— INSTRUCTIONS TO FOLLOW —
Among the lines below, restate word for word only those from the line with "Target: number 96" through the line with "people in the picture above.", with both end lines kept.

====

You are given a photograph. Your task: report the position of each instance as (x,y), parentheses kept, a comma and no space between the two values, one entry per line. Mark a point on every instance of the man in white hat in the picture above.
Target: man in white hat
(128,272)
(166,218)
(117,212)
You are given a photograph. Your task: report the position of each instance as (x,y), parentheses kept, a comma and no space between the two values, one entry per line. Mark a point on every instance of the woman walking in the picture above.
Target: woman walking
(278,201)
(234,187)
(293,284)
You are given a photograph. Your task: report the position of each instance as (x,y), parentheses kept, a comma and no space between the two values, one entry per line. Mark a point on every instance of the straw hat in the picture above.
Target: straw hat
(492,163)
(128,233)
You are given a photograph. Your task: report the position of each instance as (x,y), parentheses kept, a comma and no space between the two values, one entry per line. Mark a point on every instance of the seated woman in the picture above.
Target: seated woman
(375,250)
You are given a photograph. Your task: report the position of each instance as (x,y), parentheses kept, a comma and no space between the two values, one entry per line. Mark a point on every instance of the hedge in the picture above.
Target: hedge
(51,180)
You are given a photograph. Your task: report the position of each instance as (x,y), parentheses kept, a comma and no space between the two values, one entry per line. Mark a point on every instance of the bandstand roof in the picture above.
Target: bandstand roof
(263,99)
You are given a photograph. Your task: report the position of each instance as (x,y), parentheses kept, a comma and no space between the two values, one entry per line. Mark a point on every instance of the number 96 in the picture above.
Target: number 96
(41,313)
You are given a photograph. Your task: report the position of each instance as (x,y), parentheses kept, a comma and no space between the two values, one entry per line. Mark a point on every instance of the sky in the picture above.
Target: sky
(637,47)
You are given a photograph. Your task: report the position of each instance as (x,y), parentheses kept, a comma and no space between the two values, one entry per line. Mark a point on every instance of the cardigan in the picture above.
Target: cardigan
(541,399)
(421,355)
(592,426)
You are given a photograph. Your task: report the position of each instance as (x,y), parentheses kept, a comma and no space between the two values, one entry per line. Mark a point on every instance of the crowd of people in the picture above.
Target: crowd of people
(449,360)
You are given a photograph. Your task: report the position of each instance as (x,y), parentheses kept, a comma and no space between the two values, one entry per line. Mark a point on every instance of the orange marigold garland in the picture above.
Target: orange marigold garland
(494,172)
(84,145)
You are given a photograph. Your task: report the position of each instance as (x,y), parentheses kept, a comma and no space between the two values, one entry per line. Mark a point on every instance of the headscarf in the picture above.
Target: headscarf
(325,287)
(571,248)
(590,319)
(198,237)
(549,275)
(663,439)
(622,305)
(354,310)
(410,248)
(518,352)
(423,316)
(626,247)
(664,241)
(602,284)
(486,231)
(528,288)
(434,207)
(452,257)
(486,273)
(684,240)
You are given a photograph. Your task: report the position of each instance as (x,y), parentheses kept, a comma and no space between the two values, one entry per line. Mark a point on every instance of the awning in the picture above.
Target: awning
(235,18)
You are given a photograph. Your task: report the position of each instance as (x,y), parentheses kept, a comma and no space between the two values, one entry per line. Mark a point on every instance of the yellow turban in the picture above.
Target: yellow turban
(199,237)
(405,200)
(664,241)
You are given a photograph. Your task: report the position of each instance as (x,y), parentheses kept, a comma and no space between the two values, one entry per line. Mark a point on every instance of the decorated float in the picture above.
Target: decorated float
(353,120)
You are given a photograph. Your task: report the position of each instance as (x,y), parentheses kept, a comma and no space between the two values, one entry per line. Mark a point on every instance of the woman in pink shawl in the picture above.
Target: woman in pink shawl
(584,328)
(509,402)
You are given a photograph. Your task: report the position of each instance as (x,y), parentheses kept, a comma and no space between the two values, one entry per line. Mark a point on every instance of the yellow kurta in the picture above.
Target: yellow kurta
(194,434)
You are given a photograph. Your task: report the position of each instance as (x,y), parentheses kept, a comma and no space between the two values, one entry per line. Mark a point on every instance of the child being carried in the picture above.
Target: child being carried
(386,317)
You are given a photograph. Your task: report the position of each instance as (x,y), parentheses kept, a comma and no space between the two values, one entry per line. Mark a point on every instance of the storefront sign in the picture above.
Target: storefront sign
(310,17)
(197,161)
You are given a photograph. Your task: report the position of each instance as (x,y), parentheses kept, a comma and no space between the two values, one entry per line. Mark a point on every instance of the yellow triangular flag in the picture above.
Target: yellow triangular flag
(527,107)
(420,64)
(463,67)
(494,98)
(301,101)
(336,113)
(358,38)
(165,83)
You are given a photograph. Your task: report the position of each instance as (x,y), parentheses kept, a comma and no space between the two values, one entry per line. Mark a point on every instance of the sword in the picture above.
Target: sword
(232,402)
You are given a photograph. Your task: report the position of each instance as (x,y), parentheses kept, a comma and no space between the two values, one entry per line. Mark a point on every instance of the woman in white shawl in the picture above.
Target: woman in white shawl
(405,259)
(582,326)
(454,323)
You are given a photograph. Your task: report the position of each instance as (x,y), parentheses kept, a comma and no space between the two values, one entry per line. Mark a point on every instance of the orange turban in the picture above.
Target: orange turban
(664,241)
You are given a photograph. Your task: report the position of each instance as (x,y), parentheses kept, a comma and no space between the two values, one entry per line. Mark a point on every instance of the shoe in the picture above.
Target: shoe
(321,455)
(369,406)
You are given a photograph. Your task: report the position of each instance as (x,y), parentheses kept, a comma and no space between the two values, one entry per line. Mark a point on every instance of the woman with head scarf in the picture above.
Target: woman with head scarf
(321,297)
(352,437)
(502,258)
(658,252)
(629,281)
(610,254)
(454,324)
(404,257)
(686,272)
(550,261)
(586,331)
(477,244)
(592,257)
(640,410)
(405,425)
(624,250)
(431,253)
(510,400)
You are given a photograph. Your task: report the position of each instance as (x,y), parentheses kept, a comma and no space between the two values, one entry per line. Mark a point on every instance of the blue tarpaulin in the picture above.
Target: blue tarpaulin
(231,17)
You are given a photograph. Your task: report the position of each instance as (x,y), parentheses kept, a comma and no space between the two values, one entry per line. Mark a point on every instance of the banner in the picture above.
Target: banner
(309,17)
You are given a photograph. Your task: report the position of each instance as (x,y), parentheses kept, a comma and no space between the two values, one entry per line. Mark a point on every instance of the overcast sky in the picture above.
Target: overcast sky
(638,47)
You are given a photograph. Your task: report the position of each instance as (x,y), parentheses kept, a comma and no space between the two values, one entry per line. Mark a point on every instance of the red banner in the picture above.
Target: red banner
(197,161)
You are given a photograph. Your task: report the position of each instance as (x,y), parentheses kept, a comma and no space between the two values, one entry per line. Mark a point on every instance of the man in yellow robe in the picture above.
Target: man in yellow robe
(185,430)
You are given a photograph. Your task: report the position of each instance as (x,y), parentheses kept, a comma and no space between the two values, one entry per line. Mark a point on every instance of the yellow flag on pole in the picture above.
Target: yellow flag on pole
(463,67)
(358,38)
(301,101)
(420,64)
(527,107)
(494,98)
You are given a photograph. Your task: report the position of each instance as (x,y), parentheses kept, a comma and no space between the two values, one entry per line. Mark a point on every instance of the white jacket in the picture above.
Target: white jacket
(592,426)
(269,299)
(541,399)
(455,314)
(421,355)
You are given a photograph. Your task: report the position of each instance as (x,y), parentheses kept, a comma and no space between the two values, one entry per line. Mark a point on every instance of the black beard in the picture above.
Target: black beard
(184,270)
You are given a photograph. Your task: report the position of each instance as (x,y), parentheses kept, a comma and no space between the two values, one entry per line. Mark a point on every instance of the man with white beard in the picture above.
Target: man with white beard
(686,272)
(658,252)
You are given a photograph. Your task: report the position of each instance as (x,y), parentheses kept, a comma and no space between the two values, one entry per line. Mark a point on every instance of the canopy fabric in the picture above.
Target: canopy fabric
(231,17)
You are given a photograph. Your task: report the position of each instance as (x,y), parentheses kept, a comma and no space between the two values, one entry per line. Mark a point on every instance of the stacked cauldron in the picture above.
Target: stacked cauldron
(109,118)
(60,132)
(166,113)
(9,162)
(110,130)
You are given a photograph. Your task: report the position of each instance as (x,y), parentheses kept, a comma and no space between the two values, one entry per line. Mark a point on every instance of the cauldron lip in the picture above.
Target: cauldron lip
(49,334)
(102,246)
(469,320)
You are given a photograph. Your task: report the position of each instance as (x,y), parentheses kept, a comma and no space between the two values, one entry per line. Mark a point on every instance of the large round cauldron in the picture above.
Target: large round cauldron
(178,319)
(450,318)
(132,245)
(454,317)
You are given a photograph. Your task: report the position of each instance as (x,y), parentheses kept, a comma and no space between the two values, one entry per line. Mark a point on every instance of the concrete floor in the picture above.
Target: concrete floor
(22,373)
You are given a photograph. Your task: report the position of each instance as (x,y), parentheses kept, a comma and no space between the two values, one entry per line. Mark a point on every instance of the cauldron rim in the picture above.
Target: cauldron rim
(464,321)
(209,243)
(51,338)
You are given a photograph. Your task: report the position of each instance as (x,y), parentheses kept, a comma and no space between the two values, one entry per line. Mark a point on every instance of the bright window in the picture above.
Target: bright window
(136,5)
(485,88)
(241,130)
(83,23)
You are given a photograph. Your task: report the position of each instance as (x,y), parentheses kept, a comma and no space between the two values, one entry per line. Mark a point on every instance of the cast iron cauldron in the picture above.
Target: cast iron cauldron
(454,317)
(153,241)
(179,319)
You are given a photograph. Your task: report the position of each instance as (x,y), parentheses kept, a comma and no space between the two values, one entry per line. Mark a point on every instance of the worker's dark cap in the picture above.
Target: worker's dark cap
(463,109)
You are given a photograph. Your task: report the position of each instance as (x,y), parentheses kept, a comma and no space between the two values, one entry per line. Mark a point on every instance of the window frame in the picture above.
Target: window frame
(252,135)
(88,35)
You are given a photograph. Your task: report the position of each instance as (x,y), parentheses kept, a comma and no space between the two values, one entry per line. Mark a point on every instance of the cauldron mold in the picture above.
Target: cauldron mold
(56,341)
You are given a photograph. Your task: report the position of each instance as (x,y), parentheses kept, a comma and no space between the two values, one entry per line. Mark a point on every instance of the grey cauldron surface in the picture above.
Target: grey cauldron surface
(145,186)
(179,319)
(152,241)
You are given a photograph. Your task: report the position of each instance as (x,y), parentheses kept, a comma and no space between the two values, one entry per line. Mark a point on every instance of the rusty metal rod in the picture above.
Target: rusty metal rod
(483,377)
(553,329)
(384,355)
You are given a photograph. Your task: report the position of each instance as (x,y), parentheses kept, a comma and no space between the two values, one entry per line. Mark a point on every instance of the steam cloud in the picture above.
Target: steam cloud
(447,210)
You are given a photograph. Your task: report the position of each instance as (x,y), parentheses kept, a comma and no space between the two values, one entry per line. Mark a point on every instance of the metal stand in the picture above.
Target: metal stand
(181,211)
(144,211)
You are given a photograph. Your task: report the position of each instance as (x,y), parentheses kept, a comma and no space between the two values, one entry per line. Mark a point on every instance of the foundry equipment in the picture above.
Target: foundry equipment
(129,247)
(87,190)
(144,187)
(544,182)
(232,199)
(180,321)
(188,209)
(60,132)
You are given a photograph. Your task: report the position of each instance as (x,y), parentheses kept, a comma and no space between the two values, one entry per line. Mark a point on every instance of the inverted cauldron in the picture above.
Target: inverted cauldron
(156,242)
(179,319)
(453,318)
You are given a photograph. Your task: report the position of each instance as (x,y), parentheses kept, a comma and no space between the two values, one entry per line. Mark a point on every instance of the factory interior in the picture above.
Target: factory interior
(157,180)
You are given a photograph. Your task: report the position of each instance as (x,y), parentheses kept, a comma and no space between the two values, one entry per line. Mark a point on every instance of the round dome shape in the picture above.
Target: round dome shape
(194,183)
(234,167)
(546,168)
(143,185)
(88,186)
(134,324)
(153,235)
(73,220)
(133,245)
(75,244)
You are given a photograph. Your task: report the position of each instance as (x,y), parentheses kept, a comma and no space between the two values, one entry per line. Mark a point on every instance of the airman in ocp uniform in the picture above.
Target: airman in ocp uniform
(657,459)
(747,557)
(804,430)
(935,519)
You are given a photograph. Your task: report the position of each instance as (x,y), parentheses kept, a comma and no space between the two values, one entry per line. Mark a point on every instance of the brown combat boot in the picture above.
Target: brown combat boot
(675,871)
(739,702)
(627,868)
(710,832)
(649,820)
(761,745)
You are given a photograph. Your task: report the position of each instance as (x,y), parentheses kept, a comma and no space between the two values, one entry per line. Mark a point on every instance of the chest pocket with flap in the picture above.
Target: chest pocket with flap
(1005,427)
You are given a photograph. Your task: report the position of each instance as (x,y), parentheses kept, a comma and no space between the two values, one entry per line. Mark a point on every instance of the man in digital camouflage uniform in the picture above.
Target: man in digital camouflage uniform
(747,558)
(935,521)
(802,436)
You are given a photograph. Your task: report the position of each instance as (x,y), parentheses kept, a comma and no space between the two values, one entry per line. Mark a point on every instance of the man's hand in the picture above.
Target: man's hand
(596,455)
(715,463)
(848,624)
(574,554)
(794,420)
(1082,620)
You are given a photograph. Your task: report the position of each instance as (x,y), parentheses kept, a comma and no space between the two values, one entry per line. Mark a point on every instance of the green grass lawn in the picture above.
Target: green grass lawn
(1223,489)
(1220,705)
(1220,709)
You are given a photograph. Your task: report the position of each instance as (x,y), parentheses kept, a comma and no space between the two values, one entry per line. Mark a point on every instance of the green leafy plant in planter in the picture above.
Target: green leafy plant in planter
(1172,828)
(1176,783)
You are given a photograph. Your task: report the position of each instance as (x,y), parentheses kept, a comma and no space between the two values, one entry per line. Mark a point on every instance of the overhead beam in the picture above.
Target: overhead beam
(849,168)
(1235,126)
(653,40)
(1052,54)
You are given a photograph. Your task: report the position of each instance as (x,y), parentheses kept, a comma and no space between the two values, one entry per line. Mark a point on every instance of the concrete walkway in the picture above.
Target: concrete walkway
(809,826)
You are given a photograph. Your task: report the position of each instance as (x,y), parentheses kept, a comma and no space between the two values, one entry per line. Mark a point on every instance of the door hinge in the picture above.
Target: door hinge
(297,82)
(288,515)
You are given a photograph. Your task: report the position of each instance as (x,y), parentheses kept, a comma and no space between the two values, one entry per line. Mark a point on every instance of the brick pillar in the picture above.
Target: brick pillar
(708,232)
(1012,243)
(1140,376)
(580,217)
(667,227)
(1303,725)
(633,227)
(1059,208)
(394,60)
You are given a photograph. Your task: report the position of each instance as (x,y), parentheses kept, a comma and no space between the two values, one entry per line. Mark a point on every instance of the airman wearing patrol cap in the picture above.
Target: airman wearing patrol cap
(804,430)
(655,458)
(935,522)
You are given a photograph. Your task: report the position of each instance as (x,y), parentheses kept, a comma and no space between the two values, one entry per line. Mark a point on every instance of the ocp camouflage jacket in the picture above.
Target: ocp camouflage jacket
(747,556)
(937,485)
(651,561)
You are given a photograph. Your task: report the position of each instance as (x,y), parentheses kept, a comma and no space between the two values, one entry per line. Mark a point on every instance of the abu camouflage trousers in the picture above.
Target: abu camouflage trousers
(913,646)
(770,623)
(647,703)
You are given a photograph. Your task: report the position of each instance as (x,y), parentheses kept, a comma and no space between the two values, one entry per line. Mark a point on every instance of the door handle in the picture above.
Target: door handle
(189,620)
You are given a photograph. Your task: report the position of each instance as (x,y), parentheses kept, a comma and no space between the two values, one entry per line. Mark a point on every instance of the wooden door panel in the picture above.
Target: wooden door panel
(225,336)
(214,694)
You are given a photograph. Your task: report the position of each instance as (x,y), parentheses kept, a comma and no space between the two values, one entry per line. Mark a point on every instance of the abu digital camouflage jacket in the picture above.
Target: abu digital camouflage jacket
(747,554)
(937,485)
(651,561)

====

— TASK ANSWER —
Target: number 96
(41,313)
You are given a photograph. Your task: report the position of each instance as (x,y), parentheses kept, a comma and no space between the two values, one entry per line. Mark a point on every instance of the sky in the picture above.
Target: sky
(637,47)
You are given a photograph. Your task: report the position of each instance as (x,y), parentheses kept, a comma and no space between the two values, one entry per line. Mark a point on every instance of the cardigan in the picture above.
Target: cardigan
(541,399)
(421,355)
(592,426)
You are given a photograph. Your task: report the position of each instance as (x,y), parentheses kept, a comma and no space between the two values, one entry per line. Mark a point on every instance of the crowd of people in the picture above.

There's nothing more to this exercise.